■ SHORT PROBLEM
Copy each of the lines below word for word, keeping every character the same.

■ GIVEN INFORMATION
************
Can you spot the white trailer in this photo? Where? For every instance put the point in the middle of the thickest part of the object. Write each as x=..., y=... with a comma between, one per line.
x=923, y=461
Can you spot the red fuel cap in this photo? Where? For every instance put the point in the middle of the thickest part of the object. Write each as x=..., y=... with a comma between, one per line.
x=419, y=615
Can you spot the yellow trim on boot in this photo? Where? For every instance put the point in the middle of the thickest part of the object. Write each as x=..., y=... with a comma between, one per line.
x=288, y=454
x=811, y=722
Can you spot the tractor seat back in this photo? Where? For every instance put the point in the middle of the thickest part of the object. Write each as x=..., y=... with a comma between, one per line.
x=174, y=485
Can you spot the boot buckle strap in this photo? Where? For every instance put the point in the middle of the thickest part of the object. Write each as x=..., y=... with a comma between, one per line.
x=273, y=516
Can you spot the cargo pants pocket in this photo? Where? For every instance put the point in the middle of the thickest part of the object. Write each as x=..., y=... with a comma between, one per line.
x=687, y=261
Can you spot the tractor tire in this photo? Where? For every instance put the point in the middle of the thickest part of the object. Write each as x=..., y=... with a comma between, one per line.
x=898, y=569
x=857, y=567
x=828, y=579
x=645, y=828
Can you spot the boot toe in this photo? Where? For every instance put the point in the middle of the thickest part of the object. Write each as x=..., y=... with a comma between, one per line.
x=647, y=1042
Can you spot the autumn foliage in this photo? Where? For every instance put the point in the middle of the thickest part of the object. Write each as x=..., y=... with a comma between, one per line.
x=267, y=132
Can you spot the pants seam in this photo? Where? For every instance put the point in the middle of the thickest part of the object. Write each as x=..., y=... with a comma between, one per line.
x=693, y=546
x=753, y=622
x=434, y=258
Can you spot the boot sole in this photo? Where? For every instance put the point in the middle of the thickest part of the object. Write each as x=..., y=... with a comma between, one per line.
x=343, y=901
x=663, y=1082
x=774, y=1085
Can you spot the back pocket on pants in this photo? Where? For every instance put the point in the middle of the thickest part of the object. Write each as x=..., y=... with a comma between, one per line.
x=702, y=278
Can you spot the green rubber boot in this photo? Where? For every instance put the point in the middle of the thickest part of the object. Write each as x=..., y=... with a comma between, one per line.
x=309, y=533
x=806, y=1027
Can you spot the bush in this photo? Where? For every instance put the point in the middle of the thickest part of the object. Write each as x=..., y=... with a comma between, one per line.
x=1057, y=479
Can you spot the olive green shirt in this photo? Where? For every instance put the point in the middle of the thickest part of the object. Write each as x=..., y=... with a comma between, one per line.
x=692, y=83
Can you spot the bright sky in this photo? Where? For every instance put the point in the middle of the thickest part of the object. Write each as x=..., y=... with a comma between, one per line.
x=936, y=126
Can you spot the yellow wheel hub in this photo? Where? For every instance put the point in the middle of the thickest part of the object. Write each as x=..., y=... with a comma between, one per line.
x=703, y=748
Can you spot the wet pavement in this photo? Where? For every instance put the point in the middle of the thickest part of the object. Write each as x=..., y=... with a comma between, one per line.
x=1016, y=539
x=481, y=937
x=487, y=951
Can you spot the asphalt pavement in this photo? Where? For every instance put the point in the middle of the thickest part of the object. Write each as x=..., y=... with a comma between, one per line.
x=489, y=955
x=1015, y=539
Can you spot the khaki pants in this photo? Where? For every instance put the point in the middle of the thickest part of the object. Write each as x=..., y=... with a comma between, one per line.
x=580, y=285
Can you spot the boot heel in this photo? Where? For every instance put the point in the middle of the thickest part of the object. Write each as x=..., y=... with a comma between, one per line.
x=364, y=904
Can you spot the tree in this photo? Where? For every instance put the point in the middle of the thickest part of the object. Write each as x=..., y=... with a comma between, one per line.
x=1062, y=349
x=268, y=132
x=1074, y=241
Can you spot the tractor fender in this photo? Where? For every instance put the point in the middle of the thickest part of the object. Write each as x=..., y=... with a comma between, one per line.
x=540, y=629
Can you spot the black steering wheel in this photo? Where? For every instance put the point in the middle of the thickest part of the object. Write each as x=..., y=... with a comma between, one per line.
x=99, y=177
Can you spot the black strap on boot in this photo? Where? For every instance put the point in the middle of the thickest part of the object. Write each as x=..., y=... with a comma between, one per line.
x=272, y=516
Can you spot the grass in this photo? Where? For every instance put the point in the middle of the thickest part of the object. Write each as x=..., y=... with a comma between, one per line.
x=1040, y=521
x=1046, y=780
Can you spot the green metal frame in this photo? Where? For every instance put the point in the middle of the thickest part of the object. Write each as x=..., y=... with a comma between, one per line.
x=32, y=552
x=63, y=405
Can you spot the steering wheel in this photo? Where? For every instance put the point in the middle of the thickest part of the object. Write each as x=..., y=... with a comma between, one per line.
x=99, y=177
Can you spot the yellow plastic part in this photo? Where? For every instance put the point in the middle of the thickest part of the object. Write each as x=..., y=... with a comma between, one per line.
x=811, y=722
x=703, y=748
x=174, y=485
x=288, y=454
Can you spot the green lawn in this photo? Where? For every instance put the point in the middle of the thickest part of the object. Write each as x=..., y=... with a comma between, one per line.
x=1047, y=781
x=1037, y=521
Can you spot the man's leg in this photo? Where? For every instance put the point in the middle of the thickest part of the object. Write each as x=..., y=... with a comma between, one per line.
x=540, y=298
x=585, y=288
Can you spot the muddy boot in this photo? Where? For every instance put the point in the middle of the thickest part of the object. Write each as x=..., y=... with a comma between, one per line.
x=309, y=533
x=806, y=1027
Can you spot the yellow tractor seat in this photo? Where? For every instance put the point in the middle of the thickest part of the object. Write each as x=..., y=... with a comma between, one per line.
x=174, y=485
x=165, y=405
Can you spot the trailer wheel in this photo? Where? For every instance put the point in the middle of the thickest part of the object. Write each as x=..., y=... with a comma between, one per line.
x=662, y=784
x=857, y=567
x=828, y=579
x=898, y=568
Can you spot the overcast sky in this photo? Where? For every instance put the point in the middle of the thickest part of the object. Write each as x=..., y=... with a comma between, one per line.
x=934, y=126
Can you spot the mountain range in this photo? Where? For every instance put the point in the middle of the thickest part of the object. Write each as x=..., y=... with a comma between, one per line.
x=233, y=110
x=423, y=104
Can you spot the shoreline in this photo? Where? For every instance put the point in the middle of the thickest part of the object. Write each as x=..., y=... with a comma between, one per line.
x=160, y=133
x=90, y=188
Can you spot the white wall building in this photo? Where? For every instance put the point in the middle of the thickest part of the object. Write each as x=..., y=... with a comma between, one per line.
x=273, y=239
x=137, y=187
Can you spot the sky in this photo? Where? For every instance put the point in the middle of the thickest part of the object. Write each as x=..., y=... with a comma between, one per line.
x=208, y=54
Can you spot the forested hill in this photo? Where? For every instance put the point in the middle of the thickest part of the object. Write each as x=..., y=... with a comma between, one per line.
************
■ TASK RESPONSE
Can you spot the white trailer in this photo? Where? For every instance put the point in the middle of the thickest part of the object. Write each as x=..., y=... with a comma between, one per line.
x=923, y=461
Can you spot the red fuel cap in this photo? Where? For every instance put the point in the middle of the thickest part of the object. Write each as x=..., y=... with a comma between, one per line.
x=419, y=615
Can you spot the yellow trim on boot in this photo? Where? For every instance put the point in the middle of the thickest part of the object. Write each as x=..., y=... with a comma between, one per line.
x=288, y=454
x=811, y=722
Can you spot the tractor seat back in this photo? Where? For every instance put the point in the middle of the thickest part of the object. Write each as x=..., y=... with a comma between, one per line.
x=174, y=485
Can you spot the boot buckle strap in this photo? Where? For every instance put the point in the middle of the thickest part of the object. Write each as x=..., y=... with a comma between, one per line.
x=273, y=516
Can you spot the cargo pants pocket in this photo? Where? For every instance put the point in the middle of the thickest part of the object. Write each as x=..., y=... with a comma between, one per line.
x=687, y=261
Can you spot the tractor tire in this photo? Where? For every instance put the point in the middle of the thickest part of the object. Write each as x=..., y=... with a comma between, one per line.
x=898, y=569
x=857, y=567
x=828, y=579
x=645, y=828
Can you spot the boot toe in this photo? Where? For every instance put the point in the middle of the thickest part of the object. Write each as x=..., y=... with a comma between, one per line.
x=647, y=1042
Can you spot the autumn foliage in this photo? Where? For every instance put the point in the middle of the thickest part of the object. Write each as x=..., y=... with a comma between, one per line.
x=267, y=132
Can you spot the pants seam in this photo? Where? For every instance put the point in the middle of the thickest part of the object. Write each as x=..., y=... with a comma between, one per line.
x=693, y=546
x=753, y=622
x=434, y=258
Can you spot the boot sole in this photo? Where? For every instance put the point in the middle of the thickest part of the object. Write each as x=..., y=... with a comma between, one per line.
x=343, y=901
x=663, y=1082
x=774, y=1085
Can you spot the back pocket on pants in this photo? Where? For every instance put the point in the middle of the thickest part of the object. Write each as x=..., y=... with a comma between, one per line.
x=702, y=278
Can you spot the green rubber boot in this photo? Where? For every instance put the point in the middle of the thickest part of the object. Write each as x=..., y=... with a comma between, one per line.
x=309, y=533
x=806, y=1027
Can you spot the bush in this photo? Where? For every instance put the point in the middle of the thickest part of the object. Write each as x=..., y=... with a comma between, one per line.
x=1057, y=479
Can you spot the olive green shirt in this photo? Where? For every instance put the point in the middle of the thickest part of the object. Write each as x=..., y=... with a comma between, one per line.
x=692, y=83
Can you spot the bright sky in this photo? Where? For every instance put the point in the middle of the thickest part of the object. Write each as x=..., y=... with a comma between, one per line.
x=936, y=126
Can you spot the yellow wheel hub in this photo? Where? For every instance put the point in the middle of the thickest part of the object. Write each as x=..., y=... with a comma between, one per line.
x=703, y=748
Can you spot the wet pavement in this photo? Where? For every instance put the point in the middle of the thickest part of the object. Write each as x=..., y=... with a comma between, one per line.
x=1016, y=539
x=481, y=937
x=487, y=951
Can you spot the asphalt pavement in this photo? Where? For every instance put the point in the middle of the thickest part of the object. Write each as x=..., y=... with a comma between, one per line.
x=489, y=955
x=1015, y=539
Can you spot the khaki pants in this photo? Where? For every instance put the point in the middle of the thickest part of the object. Write each as x=..., y=... with a comma between, one per line.
x=580, y=285
Can you spot the boot heel in this photo? Where? For every instance put the point in the middle of the thickest part of the object. Write each as x=..., y=... with a comma between, one per line.
x=364, y=904
Can you spot the tree in this photo? Where? For every instance put the point in the middle of the thickest part of the object. Write each as x=..., y=... with a comma between, one per line.
x=1062, y=349
x=268, y=132
x=1074, y=241
Can you spot the tractor fender in this photo? Where? For every instance put the point in the middle of the thickest part of the object. Write each as x=..., y=... with a comma between, one per line.
x=540, y=629
Can you spot the black steering wheel in this photo? Where? For every instance put the point in the middle of the thickest part of the object. Write each as x=..., y=... with a comma between, one per line.
x=99, y=177
Can you spot the black strap on boot in this photo? Where? For every instance put the point in the middle of the thickest part of the object. Write each as x=..., y=... with a comma between, one per line.
x=272, y=516
Can you spot the grass in this photo? Where? For every instance put the point in the middle of the thickest part of the object. Write each as x=..., y=... with a comma between, one per line.
x=1040, y=521
x=1046, y=780
Can you spot the green metal frame in this photo? Where? For every instance put the point in the middle of the thickest part of the object. Write each as x=..., y=... with a comma between, one per line.
x=32, y=552
x=63, y=405
Can you spot the steering wheel in this photo? Where? For every instance put the point in the middle of the thickest part of the object. Write each as x=..., y=... with a comma between, one per line.
x=99, y=177
Can you spot the yellow plastic part in this photo? Where? For every instance put the point in the middle of the thickest part of the object. Write each as x=..., y=... with a comma between, one per line.
x=811, y=722
x=703, y=748
x=174, y=485
x=288, y=454
Can you spot the green lawn in this photo? Where? For every instance put the point in the middle of the thickest part of the object. Write each as x=..., y=... with a comma between, one per line.
x=1047, y=781
x=1037, y=521
Can you spot the man's leg in this photo? Where? For every instance put the point in the middle of the thickest part of the object. Write each as x=..., y=... with a comma between, one per line.
x=540, y=298
x=585, y=288
Can you spot the muddy boot in this photo? Where? For every instance put the point in the middle of the thickest part of the object. Write each as x=..., y=... with a comma between, one per line.
x=309, y=533
x=806, y=1027
Can you spot the yellow tractor seat in this photo? Where? For every instance put the point in the middle of the thickest part of the object. Write each as x=..., y=... with a comma between, one per line.
x=174, y=485
x=165, y=405
Can you spot the trailer wheel in this photo? Where? For every instance put the point in the middle of the thickest part of the object. Write each as x=..., y=... with a comma between, one per line.
x=662, y=784
x=857, y=567
x=828, y=579
x=898, y=568
Can you spot the overcast sky in this photo? Where? For every instance put the point in the middle of the thickest part of the object. Write each as x=..., y=... with a comma between, one per line.
x=934, y=126
Can you spot the mountain range in this photo? Where? For every instance put the point in the middle of the thickest part of the object. Write each as x=..., y=... with a comma between, one per line.
x=233, y=110
x=423, y=104
Can you spot the shoreline in this photo? Where? For every instance put the point in the middle of the thickest part of the object. Write each as x=..., y=... with a comma between, one per line.
x=160, y=133
x=90, y=188
Can you spot the white wall building in this photo? Where? For every instance put the point in the middle of the thickest part of the object. Write each as x=..., y=... with a comma between, one per line.
x=273, y=239
x=137, y=187
Can you spot the sky in this photo? Where? For every instance put the point in the middle of the thickest part of the object. Write each as x=..., y=... with a comma between, one per line.
x=208, y=54
Can you spot the forested hill in this photo? Where? For every instance put the point in the middle of the thickest part of the object. Write each as x=..., y=... with a comma between, one per line.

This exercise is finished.